### Study text
━━━━━━

The heart, like any muscle in the human body, needs a steady supply of oxygen and vital nutrients, supplied by the blood flowing through the coronary arteries. A buildup of fat and cholesterol over time can cause the coronary arteries to narrow or clog, slowing the flow of blood to the heart and ultimately causing coronary heart disease (CHD). Insufficient blood supply to the heart may also trigger angina. If this flow stops completely, the likely result is a heart attack. Additionally, the oxygen starved portion of the heart begins to die, which may result in permanent damage to the muscle.
Causes of Coronary Heart Disease
Atherosclerosis, the hardening and narrowing of coronary arteries, is one of the main causes coronary heart disease. As the arteries narrow, less blood is able pass through the vessel, effectively slowing the supply of oxygen and nutrients to the heart.
Typically, cholesterol and fat in the blood are deposited on the artery walls. This build-up narrows the arteries, slowing or blocking the blood flow. High cholesterol levels in the diet increase the likelihood of cholesterol deposits forming on the artery walls. Cholesterol deposits can begin to form in the arteries as early as childhood and typically worsen with age. The steady buildup of these deposits over time are the primary cause of coronary heart disease.

━━━━━━

### Stored data

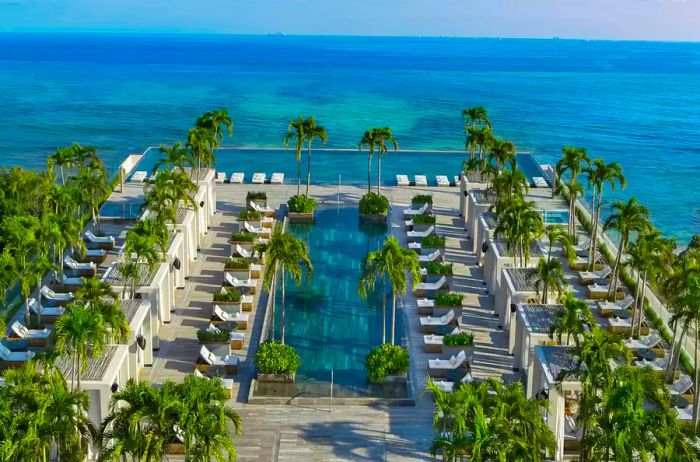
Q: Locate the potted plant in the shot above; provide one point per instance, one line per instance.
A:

━━━━━━

### Work request 1
Decide whether each statement agrees with the coronary heart disease text. Answer yes or no for each, and quote the deciding words. (a) Cholesterol deposits can start forming in the arteries during childhood. (b) Atherosclerosis is the widening of the coronary arteries. (c) When blood flow to the heart stops completely, the likely result is angina.
### Work request 2
Write out the part of the coronary heart disease text starting with "Causes of Coronary" and going on through "of coronary heart disease.".
### Work request 3
Extend the coronary heart disease text past its last sentence.

### Task answer 1
(a) Yes: "Cholesterol deposits can begin to form in the arteries as early as childhood"
(b) No: "Atherosclerosis, the hardening and narrowing of coronary arteries"
(c) No: "If this flow stops completely, the likely result is a heart attack."

### Task answer 2
Causes of Coronary Heart Disease
Atherosclerosis, the hardening and narrowing of coronary arteries, is one of the main causes coronary heart disease. As the arteries narrow, less blood is able pass through the vessel, effectively slowing the supply of oxygen and nutrients to the heart.
Typically, cholesterol and fat in the blood are deposited on the artery walls. This build-up narrows the arteries, slowing or blocking the blood flow. High cholesterol levels in the diet increase the likelihood of cholesterol deposits forming on the artery walls. Cholesterol deposits can begin to form in the arteries as early as childhood and typically worsen with age. The steady buildup of these deposits over time are the primary cause of coronary heart disease.

### Task answer 3
In addition to high blood cholesterol, additional factors such as high blood pressure and smoking are also contributory causes of coronary heart disease. On average, each of these factors effectively doubles the chance of an individual developing heart disease at some point in their lives. A person with all three risk factors is therefore eight times more likely to develop heart disease than someone with none of these risk factors.
Obesity and a lack of physical activity can be contributory causes of coronary heart disease. Other factors such as gender, age, and heredity are beyond the patient’s control, but may also be linked to CHD. On the other hand, high blood pressure, high cholesterol, smoking, obesity, diabetes, and physical inactivity, are all CHD risk factors that can be changed with healthy changes to a person’s lifestyle. No amount of clean living, however, can completely remove the risk of CHD, and some people do develop the disease without having any of these risk factors.
Although medical procedures can be highly effective in treating coronary heart disease, the risk control and lifestyle changes related to disease prevention remain the best method of CHD management.